## WHAT THIS TASK INVOLVES:
Exactly the lines from the one containing "target: grassy trail" through the final line of the listing are to be retyped, and nothing more.

Data records
===============

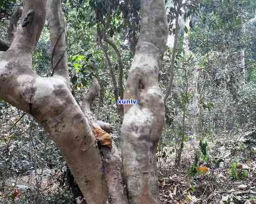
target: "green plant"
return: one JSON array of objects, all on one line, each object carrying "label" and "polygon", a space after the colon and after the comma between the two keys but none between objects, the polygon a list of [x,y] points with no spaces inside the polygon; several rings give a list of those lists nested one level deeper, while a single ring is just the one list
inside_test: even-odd
[{"label": "green plant", "polygon": [[237,163],[236,162],[233,162],[230,167],[229,171],[231,177],[234,180],[238,179],[238,172],[237,168]]},{"label": "green plant", "polygon": [[247,170],[244,170],[242,171],[241,178],[247,179],[248,177],[248,171]]}]

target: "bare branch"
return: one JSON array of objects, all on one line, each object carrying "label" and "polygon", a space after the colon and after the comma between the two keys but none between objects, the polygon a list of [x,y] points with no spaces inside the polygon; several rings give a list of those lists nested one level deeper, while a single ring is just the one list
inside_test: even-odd
[{"label": "bare branch", "polygon": [[14,35],[17,31],[18,21],[19,20],[19,18],[21,17],[22,14],[22,8],[20,7],[18,7],[10,19],[8,31],[8,40],[10,44],[12,43],[14,38]]},{"label": "bare branch", "polygon": [[[104,37],[104,40],[109,44],[111,47],[113,47],[114,51],[117,53],[117,60],[118,61],[119,64],[119,79],[118,79],[118,87],[119,90],[119,96],[121,99],[123,99],[123,92],[124,88],[123,85],[123,69],[124,67],[123,64],[123,61],[122,60],[121,54],[120,53],[120,51],[117,49],[117,46],[114,44],[113,42],[112,42],[111,40],[108,39],[106,36]],[[121,109],[122,109],[122,112],[123,115],[123,106],[122,105]]]},{"label": "bare branch", "polygon": [[83,99],[81,105],[81,109],[83,111],[87,109],[88,110],[91,109],[91,106],[92,105],[92,102],[93,101],[95,98],[98,95],[98,80],[95,79],[93,80],[92,86],[91,89],[89,90],[87,95]]},{"label": "bare branch", "polygon": [[[16,34],[14,35],[13,41],[9,48],[10,50],[14,52],[28,52],[33,53],[35,51],[35,45],[39,39],[41,30],[44,25],[46,14],[46,0],[24,0],[23,11],[22,12],[22,26],[17,28]],[[18,16],[20,14],[20,9],[18,10]],[[16,17],[14,20],[17,20]],[[12,28],[10,29],[9,35],[11,40],[13,33]]]},{"label": "bare branch", "polygon": [[53,47],[53,76],[64,77],[69,83],[66,45],[66,24],[61,10],[61,0],[49,0],[47,17],[49,19]]},{"label": "bare branch", "polygon": [[121,129],[121,152],[129,203],[156,204],[155,152],[164,122],[158,74],[168,34],[164,0],[142,0],[142,28],[130,68]]},{"label": "bare branch", "polygon": [[[109,124],[103,121],[97,121],[91,111],[91,106],[97,95],[97,90],[98,82],[95,79],[91,88],[83,101],[82,109],[92,130],[104,130],[102,127],[105,127],[110,131]],[[128,204],[124,181],[121,174],[121,153],[113,141],[112,141],[112,146],[111,149],[104,146],[102,147],[102,163],[111,203]]]}]

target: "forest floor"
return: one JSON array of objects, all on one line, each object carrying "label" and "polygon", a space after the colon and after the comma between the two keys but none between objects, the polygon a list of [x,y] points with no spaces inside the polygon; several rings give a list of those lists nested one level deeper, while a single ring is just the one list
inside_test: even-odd
[{"label": "forest floor", "polygon": [[[175,167],[175,155],[162,159],[159,163],[160,203],[256,203],[256,159],[243,142],[246,135],[215,136],[208,142],[208,159],[201,164],[203,171],[194,176],[189,170],[198,142],[185,143],[180,168]],[[173,151],[171,148],[165,151],[168,150]]]},{"label": "forest floor", "polygon": [[[179,168],[173,148],[165,147],[158,154],[166,154],[158,163],[160,203],[256,203],[256,160],[244,140],[243,134],[214,136],[208,141],[207,159],[200,162],[203,170],[192,175],[190,169],[200,148],[196,139],[185,142]],[[61,170],[28,174],[6,181],[0,203],[74,203]]]}]

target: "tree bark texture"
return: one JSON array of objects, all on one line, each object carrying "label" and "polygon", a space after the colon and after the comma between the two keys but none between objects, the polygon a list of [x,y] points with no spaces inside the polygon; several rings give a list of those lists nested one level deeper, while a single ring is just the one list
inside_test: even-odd
[{"label": "tree bark texture", "polygon": [[140,35],[130,68],[121,130],[121,152],[129,203],[158,203],[155,151],[164,122],[158,82],[168,25],[164,1],[142,0]]},{"label": "tree bark texture", "polygon": [[[164,118],[158,74],[168,33],[164,1],[142,0],[141,33],[124,95],[138,103],[124,107],[123,161],[114,143],[109,149],[97,142],[95,129],[105,134],[109,125],[90,111],[94,92],[81,108],[71,93],[61,5],[61,0],[23,1],[22,23],[13,19],[11,45],[0,52],[0,98],[44,125],[88,203],[106,203],[109,197],[111,203],[157,203],[155,153]],[[32,69],[32,56],[46,16],[53,76],[43,78]]]}]

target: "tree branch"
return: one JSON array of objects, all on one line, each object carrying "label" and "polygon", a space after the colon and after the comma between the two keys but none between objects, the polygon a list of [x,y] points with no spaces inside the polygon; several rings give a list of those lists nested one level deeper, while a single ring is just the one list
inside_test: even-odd
[{"label": "tree branch", "polygon": [[[92,130],[103,131],[102,127],[109,130],[109,124],[97,121],[92,114],[91,108],[95,97],[97,95],[98,81],[95,79],[93,85],[85,97],[82,104],[82,109]],[[106,125],[107,125],[106,126]],[[96,137],[97,137],[97,135]],[[108,192],[112,204],[128,204],[124,181],[121,174],[122,161],[120,152],[114,142],[112,141],[112,148],[110,149],[106,147],[102,147],[102,162],[105,169],[105,175]]]},{"label": "tree branch", "polygon": [[155,152],[164,122],[158,75],[168,35],[164,0],[142,0],[142,28],[129,72],[121,148],[129,203],[158,203]]},{"label": "tree branch", "polygon": [[10,18],[8,28],[8,40],[9,42],[11,44],[14,38],[15,33],[17,31],[18,21],[22,14],[22,8],[18,7],[17,9],[13,13],[13,16]]},{"label": "tree branch", "polygon": [[[118,87],[119,87],[119,96],[120,96],[120,99],[123,99],[123,92],[124,92],[123,85],[123,71],[124,69],[124,67],[123,66],[123,61],[122,60],[121,54],[120,53],[119,51],[117,49],[114,43],[111,40],[108,39],[106,36],[106,35],[104,37],[104,40],[106,42],[107,42],[108,44],[111,46],[111,47],[113,47],[113,49],[114,49],[114,51],[116,52],[117,55],[117,60],[118,61],[118,65],[119,65]],[[121,105],[121,109],[122,109],[122,115],[123,115],[123,106],[122,105]]]},{"label": "tree branch", "polygon": [[49,0],[47,17],[49,21],[52,53],[53,76],[64,77],[69,84],[66,45],[66,25],[61,10],[61,1]]}]

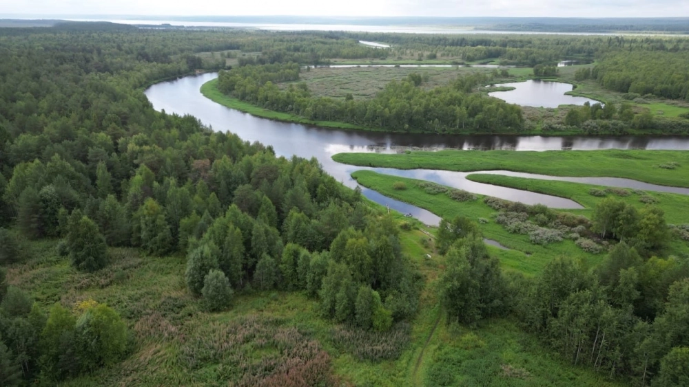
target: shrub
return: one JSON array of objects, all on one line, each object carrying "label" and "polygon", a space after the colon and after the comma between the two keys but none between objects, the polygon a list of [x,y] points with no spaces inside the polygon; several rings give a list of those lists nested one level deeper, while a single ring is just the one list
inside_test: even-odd
[{"label": "shrub", "polygon": [[57,250],[57,255],[60,256],[67,256],[70,254],[70,247],[67,244],[67,241],[62,239],[57,243],[57,245],[55,246],[55,250]]},{"label": "shrub", "polygon": [[86,272],[95,272],[104,267],[107,261],[107,247],[105,239],[96,223],[76,210],[70,217],[67,247],[72,265]]},{"label": "shrub", "polygon": [[[584,228],[584,231],[591,227],[591,221],[583,215],[575,215],[574,214],[570,214],[569,212],[559,212],[557,214],[557,217],[555,219],[560,224],[569,228],[575,228],[579,226],[582,226]],[[583,231],[574,231],[579,234],[583,232]]]},{"label": "shrub", "polygon": [[547,245],[562,241],[562,232],[557,230],[539,227],[528,233],[528,239],[535,245]]},{"label": "shrub", "polygon": [[644,204],[654,204],[655,203],[658,203],[658,199],[652,196],[644,195],[639,198],[639,201],[641,201]]},{"label": "shrub", "polygon": [[333,329],[331,336],[336,347],[360,361],[380,362],[399,357],[409,343],[411,333],[409,324],[399,322],[387,332],[338,325]]},{"label": "shrub", "polygon": [[0,265],[17,262],[21,249],[17,236],[6,228],[0,228]]},{"label": "shrub", "polygon": [[586,238],[577,239],[575,244],[588,253],[598,254],[603,251],[603,246]]},{"label": "shrub", "polygon": [[209,362],[220,363],[216,373],[227,381],[224,384],[338,384],[331,380],[330,357],[318,342],[296,328],[280,326],[279,321],[248,316],[227,323],[200,324],[188,336],[179,349],[181,366],[194,371]]},{"label": "shrub", "polygon": [[675,162],[668,162],[659,165],[658,168],[661,168],[663,169],[676,169],[680,166],[681,166],[679,165],[679,163],[677,163]]},{"label": "shrub", "polygon": [[254,272],[254,283],[260,290],[270,290],[275,286],[278,276],[278,264],[273,257],[264,254],[260,261],[256,263]]},{"label": "shrub", "polygon": [[582,235],[583,234],[586,234],[586,230],[587,229],[586,226],[577,225],[577,227],[572,228],[572,232],[579,234],[579,235]]},{"label": "shrub", "polygon": [[502,225],[511,234],[528,234],[538,226],[529,221],[526,212],[499,212],[495,223]]},{"label": "shrub", "polygon": [[588,190],[588,195],[597,197],[604,197],[608,196],[604,190],[599,190],[598,188],[591,188]]},{"label": "shrub", "polygon": [[31,311],[33,301],[29,295],[21,289],[10,286],[0,303],[0,309],[9,317],[23,317]]},{"label": "shrub", "polygon": [[629,191],[624,188],[618,188],[616,187],[608,187],[605,189],[605,192],[608,193],[611,193],[621,197],[629,196]]},{"label": "shrub", "polygon": [[75,329],[82,369],[93,371],[122,359],[127,351],[127,325],[117,312],[104,304],[88,307],[76,320]]},{"label": "shrub", "polygon": [[457,201],[473,201],[476,200],[476,195],[464,190],[450,188],[447,190],[447,196]]},{"label": "shrub", "polygon": [[546,225],[550,221],[548,217],[544,214],[537,214],[533,217],[533,220],[536,222],[536,224],[541,226]]},{"label": "shrub", "polygon": [[438,195],[439,193],[447,192],[447,188],[446,187],[431,181],[418,181],[416,183],[416,186],[424,190],[426,193],[430,195]]},{"label": "shrub", "polygon": [[212,311],[227,309],[232,300],[232,287],[225,273],[213,269],[203,279],[201,289],[203,300],[208,309]]},{"label": "shrub", "polygon": [[129,276],[127,275],[127,272],[120,269],[115,272],[115,274],[112,276],[112,282],[116,284],[121,284],[124,283],[128,278]]},{"label": "shrub", "polygon": [[211,270],[218,268],[218,255],[220,249],[213,242],[205,243],[189,253],[185,279],[187,287],[192,294],[201,294],[206,274]]}]

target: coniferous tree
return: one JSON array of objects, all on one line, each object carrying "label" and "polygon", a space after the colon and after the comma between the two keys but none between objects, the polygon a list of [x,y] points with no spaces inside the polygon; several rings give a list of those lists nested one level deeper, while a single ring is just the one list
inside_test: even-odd
[{"label": "coniferous tree", "polygon": [[17,223],[21,233],[35,239],[43,236],[41,221],[41,198],[32,187],[22,191],[19,195]]},{"label": "coniferous tree", "polygon": [[79,270],[95,272],[107,263],[105,239],[93,221],[75,210],[70,217],[67,247],[72,265]]},{"label": "coniferous tree", "polygon": [[201,294],[206,274],[217,269],[220,249],[213,242],[205,242],[192,250],[187,256],[187,271],[185,278],[192,294]]},{"label": "coniferous tree", "polygon": [[162,256],[174,247],[172,233],[165,220],[163,208],[148,198],[139,209],[141,223],[141,246],[149,254]]},{"label": "coniferous tree", "polygon": [[264,254],[256,263],[256,272],[254,273],[254,282],[256,287],[260,290],[270,290],[275,286],[278,280],[279,271],[278,265],[273,257]]},{"label": "coniferous tree", "polygon": [[203,279],[203,299],[212,311],[227,309],[232,301],[229,280],[220,270],[212,269]]},{"label": "coniferous tree", "polygon": [[98,197],[105,199],[107,195],[113,193],[112,176],[107,171],[107,166],[104,162],[98,163],[96,167],[96,189]]}]

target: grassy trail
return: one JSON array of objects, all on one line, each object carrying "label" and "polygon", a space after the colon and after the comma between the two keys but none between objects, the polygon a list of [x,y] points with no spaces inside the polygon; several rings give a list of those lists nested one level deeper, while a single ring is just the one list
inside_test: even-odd
[{"label": "grassy trail", "polygon": [[414,372],[411,375],[411,380],[414,386],[422,386],[422,382],[419,380],[418,373],[419,368],[421,366],[421,363],[424,360],[424,353],[426,351],[426,349],[428,348],[429,344],[431,343],[431,340],[433,339],[433,333],[435,333],[435,330],[438,329],[438,326],[440,324],[440,320],[442,318],[442,312],[438,313],[438,319],[435,320],[435,324],[433,326],[433,329],[431,330],[431,333],[429,334],[429,338],[426,339],[426,343],[424,344],[423,348],[421,349],[421,353],[419,353],[419,357],[416,359],[416,365],[414,366]]}]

===============

## ANSWER:
target: grassy trail
return: one JSON array of objects, all on one line, each object carrying "label" and "polygon", a space after the colon and after the comma between the two keys but none between objects, the polygon a list of [x,y] points with no spaces inside the polygon; several rings give a list of those lists nested one level deeper, while a single ring is just the one list
inside_test: even-odd
[{"label": "grassy trail", "polygon": [[414,372],[411,375],[411,380],[414,386],[422,386],[422,382],[419,380],[418,373],[419,368],[421,366],[421,363],[424,360],[424,353],[426,351],[426,349],[428,348],[429,344],[431,343],[431,340],[433,339],[433,333],[435,333],[435,330],[438,329],[438,326],[440,324],[440,320],[442,318],[442,312],[438,313],[438,319],[435,320],[435,324],[433,326],[433,329],[431,330],[431,333],[429,334],[429,338],[426,339],[426,343],[424,344],[423,348],[421,349],[421,353],[419,353],[419,357],[416,359],[416,365],[414,366]]}]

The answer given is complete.